■ **What the task asks**
Pick out each line in the records below that contains the string "sneaker", and copy those lines.

■ **Materials provided**
-------

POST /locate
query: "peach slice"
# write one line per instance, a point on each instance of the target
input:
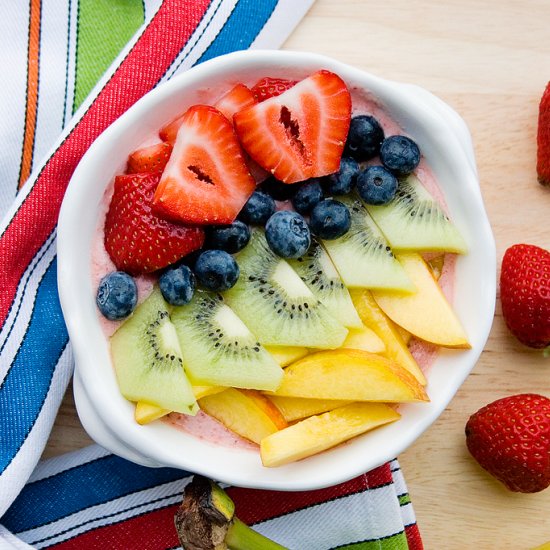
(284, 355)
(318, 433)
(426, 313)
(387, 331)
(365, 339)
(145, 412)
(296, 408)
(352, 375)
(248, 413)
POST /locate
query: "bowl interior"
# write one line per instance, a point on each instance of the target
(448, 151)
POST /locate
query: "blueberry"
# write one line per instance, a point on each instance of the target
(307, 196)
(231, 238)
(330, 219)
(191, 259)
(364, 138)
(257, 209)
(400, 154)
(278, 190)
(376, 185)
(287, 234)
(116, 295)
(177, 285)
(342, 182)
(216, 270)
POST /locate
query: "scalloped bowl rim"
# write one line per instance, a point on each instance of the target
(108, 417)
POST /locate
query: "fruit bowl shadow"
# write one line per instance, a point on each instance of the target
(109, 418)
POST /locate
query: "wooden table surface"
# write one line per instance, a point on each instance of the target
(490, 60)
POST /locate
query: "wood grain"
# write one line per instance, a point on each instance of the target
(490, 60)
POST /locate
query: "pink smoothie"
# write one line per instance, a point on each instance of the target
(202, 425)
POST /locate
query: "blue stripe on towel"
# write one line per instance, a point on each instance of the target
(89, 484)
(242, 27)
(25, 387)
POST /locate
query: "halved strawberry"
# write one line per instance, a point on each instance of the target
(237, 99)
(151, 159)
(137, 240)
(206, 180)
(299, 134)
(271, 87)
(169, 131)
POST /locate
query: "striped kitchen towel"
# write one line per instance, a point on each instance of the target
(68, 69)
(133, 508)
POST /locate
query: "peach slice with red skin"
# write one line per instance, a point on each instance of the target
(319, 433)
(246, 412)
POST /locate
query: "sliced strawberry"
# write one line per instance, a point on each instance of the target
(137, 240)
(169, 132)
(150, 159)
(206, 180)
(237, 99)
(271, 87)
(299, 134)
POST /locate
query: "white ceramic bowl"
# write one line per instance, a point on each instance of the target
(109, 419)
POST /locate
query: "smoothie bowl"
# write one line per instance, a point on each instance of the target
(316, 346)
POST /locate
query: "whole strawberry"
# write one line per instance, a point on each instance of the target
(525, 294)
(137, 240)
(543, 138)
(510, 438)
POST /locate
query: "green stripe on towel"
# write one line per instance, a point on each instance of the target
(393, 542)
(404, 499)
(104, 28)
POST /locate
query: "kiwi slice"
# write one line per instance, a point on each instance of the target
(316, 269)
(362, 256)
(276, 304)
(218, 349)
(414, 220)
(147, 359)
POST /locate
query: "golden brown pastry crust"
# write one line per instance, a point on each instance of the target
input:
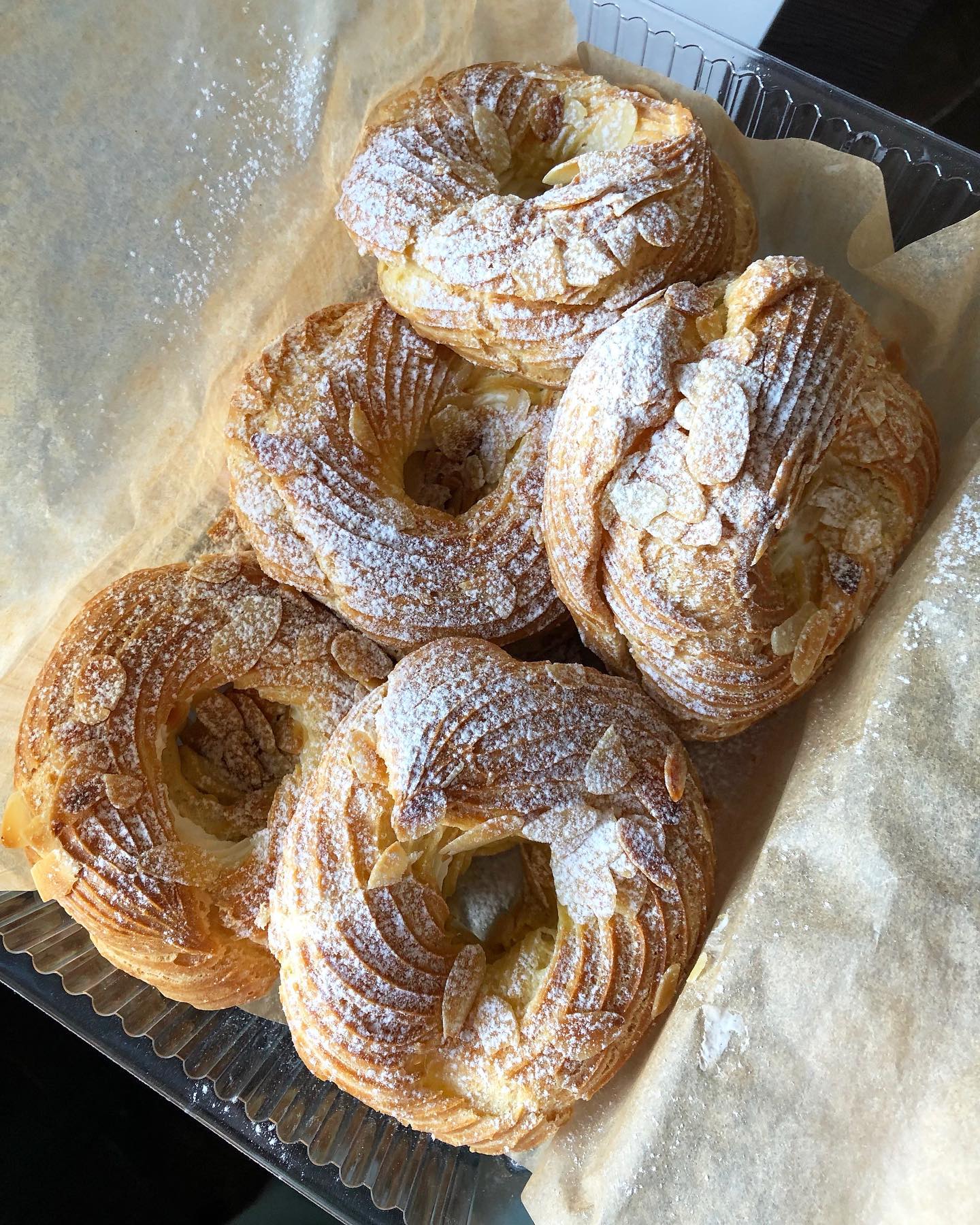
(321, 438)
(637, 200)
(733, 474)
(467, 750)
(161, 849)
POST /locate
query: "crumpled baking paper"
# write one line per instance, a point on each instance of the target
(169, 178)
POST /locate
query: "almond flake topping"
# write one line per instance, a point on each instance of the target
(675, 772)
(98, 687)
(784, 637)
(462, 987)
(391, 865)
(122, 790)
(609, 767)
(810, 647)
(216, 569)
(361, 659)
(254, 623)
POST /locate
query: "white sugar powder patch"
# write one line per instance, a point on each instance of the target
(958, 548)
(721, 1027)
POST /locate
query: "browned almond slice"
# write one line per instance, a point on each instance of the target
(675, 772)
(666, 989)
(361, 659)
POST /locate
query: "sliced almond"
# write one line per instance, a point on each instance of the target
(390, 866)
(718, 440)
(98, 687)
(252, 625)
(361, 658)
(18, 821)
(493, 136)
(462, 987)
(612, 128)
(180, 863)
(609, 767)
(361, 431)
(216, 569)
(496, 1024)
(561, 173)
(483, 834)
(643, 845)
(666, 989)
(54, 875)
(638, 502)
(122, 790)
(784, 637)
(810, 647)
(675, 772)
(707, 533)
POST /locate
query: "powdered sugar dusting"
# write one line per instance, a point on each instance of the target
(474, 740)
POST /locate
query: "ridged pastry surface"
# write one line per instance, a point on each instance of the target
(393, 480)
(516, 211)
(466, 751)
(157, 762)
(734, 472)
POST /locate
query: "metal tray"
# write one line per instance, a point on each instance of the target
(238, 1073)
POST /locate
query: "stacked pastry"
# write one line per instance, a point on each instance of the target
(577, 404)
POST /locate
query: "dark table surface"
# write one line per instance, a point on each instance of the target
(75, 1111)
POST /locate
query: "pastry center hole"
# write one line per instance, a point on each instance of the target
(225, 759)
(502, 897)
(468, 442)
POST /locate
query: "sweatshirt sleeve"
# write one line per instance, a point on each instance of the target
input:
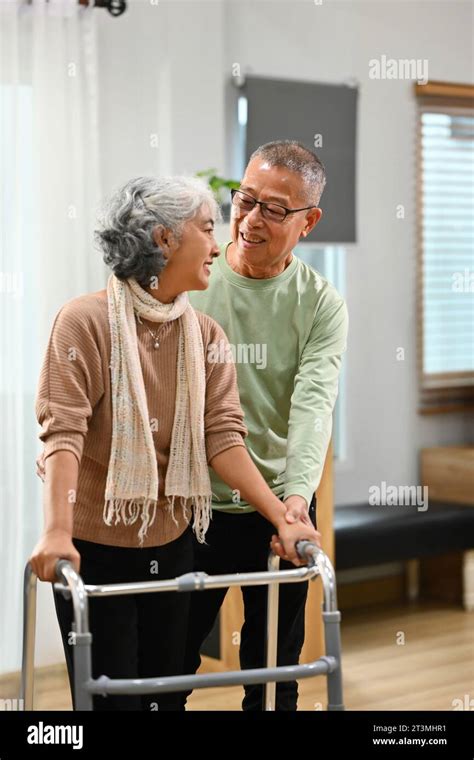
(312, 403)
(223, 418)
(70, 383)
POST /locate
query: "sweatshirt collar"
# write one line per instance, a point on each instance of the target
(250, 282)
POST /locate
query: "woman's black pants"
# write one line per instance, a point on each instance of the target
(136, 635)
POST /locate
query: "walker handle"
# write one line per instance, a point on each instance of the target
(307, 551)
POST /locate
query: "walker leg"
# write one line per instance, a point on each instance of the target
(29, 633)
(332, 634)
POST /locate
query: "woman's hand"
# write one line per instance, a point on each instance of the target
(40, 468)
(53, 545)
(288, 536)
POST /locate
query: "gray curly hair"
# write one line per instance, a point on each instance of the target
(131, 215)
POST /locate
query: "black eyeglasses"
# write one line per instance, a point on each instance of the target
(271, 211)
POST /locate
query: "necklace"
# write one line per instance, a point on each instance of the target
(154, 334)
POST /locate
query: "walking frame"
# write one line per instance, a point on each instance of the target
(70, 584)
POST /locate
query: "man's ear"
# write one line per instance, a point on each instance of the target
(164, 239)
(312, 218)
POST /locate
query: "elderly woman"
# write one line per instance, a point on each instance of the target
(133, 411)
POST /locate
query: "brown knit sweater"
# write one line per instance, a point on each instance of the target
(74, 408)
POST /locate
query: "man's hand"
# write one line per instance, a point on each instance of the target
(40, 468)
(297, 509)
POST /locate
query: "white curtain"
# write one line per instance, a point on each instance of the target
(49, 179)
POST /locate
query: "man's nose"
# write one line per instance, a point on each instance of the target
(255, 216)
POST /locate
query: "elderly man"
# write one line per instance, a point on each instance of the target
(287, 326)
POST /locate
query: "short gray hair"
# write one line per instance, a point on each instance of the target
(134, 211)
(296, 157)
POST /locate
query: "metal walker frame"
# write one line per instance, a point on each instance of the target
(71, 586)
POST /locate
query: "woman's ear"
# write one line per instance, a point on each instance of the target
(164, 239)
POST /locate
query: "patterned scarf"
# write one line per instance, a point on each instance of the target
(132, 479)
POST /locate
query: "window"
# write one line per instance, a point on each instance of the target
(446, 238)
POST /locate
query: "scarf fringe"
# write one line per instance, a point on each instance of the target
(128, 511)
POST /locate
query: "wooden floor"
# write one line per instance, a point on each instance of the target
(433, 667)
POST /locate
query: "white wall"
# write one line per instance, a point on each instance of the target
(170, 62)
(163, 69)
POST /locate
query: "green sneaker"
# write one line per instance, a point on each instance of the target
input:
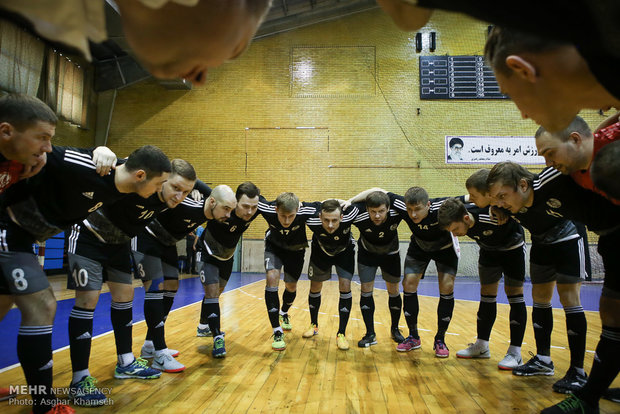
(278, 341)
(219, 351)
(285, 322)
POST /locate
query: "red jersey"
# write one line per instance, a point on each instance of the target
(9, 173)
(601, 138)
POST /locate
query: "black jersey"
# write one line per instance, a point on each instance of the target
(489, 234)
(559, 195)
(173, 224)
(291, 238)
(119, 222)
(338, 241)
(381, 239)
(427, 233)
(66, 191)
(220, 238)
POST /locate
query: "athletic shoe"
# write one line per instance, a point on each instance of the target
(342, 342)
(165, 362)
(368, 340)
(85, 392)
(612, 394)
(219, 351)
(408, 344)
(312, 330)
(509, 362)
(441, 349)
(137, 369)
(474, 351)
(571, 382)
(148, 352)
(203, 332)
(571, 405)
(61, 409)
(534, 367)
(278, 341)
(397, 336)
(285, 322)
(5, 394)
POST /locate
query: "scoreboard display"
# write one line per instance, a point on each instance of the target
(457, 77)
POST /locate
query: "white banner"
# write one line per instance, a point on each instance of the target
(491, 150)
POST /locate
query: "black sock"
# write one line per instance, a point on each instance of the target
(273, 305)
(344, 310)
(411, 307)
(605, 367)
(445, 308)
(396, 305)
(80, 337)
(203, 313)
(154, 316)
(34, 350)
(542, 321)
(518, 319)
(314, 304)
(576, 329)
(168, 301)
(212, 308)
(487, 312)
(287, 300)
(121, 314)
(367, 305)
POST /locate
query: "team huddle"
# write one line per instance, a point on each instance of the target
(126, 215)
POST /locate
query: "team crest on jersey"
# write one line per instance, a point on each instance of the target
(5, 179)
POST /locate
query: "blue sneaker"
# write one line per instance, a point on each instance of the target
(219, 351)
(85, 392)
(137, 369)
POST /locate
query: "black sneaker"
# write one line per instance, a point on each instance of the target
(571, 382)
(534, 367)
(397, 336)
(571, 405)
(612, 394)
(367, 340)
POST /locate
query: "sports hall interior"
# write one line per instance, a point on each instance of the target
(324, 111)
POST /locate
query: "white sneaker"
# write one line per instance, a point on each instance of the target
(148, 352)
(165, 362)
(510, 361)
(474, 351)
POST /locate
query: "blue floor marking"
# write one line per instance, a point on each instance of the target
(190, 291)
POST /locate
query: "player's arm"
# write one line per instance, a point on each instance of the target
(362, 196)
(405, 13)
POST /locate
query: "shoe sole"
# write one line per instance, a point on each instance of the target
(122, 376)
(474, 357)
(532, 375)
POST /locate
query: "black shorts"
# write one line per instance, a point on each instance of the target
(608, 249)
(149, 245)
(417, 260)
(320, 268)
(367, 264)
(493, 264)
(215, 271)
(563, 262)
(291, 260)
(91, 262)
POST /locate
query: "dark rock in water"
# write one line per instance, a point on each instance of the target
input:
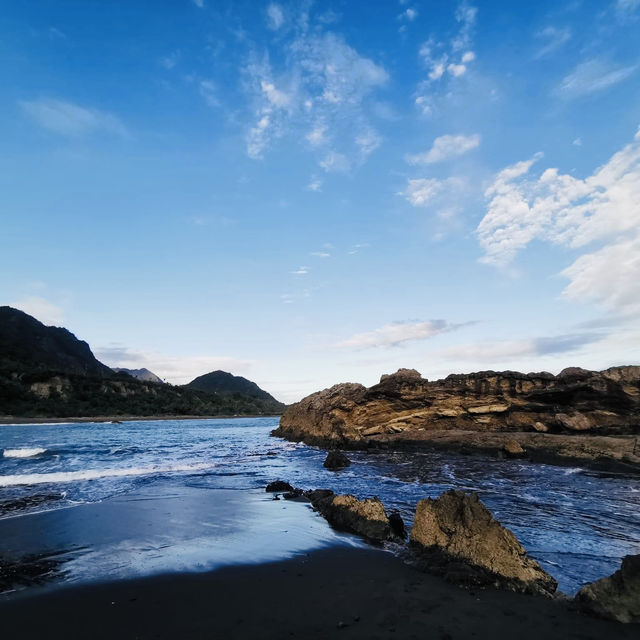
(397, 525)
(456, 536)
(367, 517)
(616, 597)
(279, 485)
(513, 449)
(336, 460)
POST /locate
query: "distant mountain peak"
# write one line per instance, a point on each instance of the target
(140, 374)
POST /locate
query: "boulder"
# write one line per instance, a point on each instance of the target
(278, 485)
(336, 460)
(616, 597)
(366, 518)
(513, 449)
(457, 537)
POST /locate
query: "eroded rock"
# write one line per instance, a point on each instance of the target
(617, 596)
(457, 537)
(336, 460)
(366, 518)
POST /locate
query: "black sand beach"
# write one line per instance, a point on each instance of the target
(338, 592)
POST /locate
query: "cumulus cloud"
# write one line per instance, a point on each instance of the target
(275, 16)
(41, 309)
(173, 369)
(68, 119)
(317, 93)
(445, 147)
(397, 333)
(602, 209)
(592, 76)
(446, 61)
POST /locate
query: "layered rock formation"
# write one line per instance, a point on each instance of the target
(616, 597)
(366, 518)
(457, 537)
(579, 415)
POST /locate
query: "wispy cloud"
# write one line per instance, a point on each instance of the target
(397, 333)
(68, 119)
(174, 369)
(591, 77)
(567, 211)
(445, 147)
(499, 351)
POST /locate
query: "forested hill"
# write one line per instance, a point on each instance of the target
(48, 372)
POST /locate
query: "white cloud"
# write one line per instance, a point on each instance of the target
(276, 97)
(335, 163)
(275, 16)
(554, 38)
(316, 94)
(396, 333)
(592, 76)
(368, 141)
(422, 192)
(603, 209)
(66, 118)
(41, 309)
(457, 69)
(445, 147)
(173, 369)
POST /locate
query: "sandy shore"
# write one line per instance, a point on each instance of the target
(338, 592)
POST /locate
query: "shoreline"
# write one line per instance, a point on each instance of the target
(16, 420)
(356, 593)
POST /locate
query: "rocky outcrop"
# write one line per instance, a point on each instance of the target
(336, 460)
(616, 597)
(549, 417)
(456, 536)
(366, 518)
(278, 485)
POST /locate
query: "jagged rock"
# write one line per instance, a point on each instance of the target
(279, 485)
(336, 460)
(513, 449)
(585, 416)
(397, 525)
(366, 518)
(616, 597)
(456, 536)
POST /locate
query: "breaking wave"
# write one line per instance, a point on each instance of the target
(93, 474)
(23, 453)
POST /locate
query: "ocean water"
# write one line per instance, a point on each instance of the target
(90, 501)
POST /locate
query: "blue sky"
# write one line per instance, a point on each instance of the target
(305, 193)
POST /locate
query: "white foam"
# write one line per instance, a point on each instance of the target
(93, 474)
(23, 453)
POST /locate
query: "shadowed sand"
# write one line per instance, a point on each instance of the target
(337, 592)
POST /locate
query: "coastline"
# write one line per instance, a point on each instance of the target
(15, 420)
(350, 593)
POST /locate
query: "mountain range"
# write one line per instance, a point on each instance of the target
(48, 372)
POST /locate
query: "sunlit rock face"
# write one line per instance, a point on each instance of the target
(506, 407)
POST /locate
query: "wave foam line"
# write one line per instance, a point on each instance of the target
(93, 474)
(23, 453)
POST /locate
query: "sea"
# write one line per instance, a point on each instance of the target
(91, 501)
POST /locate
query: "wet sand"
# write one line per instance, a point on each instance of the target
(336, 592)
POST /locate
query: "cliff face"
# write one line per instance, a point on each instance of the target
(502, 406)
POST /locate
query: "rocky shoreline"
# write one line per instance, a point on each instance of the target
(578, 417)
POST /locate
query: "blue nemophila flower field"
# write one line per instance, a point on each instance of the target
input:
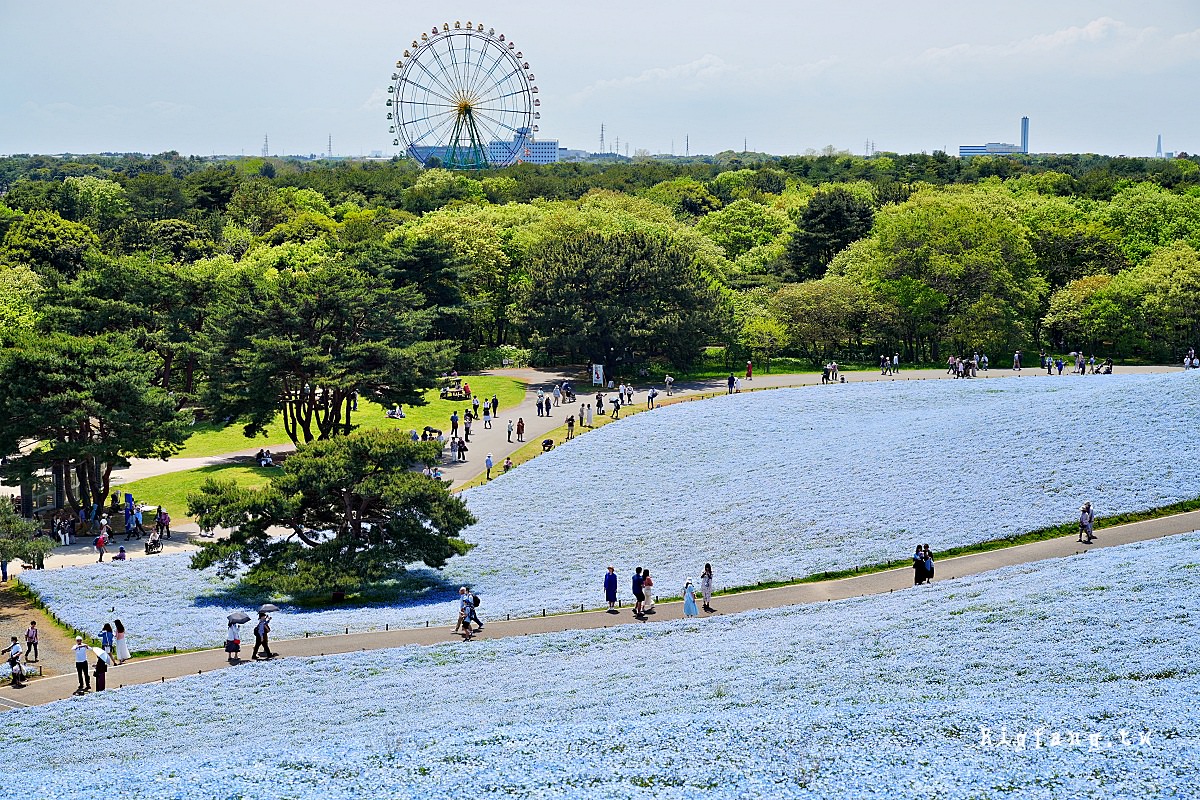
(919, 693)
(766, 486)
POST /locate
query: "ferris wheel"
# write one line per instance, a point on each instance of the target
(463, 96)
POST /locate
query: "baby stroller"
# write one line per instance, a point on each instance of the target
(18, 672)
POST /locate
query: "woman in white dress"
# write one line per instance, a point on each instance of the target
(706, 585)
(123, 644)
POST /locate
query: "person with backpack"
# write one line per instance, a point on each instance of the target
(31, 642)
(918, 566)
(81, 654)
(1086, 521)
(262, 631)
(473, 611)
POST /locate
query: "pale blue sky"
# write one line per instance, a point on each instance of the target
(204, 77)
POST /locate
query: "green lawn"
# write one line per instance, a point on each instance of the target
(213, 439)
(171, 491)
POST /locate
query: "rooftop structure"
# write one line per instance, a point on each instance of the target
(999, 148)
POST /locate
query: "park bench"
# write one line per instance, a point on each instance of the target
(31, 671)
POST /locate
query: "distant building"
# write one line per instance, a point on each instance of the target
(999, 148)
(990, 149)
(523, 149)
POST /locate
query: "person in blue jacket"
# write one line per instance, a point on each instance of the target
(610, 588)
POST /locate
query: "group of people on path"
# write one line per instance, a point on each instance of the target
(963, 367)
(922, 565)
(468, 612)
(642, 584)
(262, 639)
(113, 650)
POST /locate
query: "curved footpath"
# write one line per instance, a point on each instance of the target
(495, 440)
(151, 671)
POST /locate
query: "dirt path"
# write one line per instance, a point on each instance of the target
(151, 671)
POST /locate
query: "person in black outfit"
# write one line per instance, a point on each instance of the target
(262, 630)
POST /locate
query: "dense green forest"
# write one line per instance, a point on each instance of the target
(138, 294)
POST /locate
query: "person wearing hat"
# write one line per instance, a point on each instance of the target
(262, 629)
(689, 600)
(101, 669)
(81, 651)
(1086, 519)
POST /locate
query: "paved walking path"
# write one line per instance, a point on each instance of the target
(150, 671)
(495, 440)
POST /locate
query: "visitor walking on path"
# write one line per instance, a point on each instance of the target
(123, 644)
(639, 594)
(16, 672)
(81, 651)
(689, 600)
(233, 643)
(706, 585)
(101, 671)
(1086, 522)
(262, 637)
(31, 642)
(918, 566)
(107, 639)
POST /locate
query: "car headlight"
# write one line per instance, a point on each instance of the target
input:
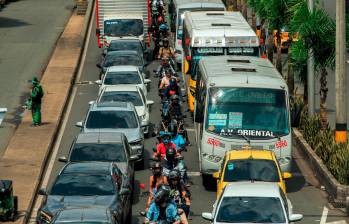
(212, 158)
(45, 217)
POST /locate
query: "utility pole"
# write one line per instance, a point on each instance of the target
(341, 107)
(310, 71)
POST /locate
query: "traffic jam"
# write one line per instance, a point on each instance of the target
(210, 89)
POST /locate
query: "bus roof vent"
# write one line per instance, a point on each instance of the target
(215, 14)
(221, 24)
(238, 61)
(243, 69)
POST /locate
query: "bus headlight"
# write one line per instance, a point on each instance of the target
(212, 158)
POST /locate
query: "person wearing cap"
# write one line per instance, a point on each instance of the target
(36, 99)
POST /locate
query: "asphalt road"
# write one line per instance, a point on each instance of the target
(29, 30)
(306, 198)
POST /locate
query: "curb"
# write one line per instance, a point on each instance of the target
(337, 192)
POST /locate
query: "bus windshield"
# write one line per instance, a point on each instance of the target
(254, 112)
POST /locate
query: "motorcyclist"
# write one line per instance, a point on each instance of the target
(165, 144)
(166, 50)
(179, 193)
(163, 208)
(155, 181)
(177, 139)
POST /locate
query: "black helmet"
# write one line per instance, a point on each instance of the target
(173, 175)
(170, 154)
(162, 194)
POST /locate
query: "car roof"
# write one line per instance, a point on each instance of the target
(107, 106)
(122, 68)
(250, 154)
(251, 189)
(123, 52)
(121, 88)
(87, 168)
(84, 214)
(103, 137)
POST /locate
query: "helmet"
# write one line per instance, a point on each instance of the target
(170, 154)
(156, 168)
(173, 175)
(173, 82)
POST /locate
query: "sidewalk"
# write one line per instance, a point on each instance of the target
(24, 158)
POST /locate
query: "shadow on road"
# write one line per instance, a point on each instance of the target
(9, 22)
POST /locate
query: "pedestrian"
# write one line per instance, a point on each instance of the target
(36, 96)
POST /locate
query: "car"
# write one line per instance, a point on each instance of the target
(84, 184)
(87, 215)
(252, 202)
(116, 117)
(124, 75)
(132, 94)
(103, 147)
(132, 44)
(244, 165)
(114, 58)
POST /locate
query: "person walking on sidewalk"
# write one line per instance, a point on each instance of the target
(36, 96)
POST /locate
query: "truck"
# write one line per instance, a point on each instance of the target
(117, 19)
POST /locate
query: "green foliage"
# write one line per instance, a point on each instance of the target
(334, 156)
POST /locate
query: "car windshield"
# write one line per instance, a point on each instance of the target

-------

■ **Completed exercise**
query: "green sneaker"
query: "blue sneaker"
query: "black sneaker"
query: "white sneaker"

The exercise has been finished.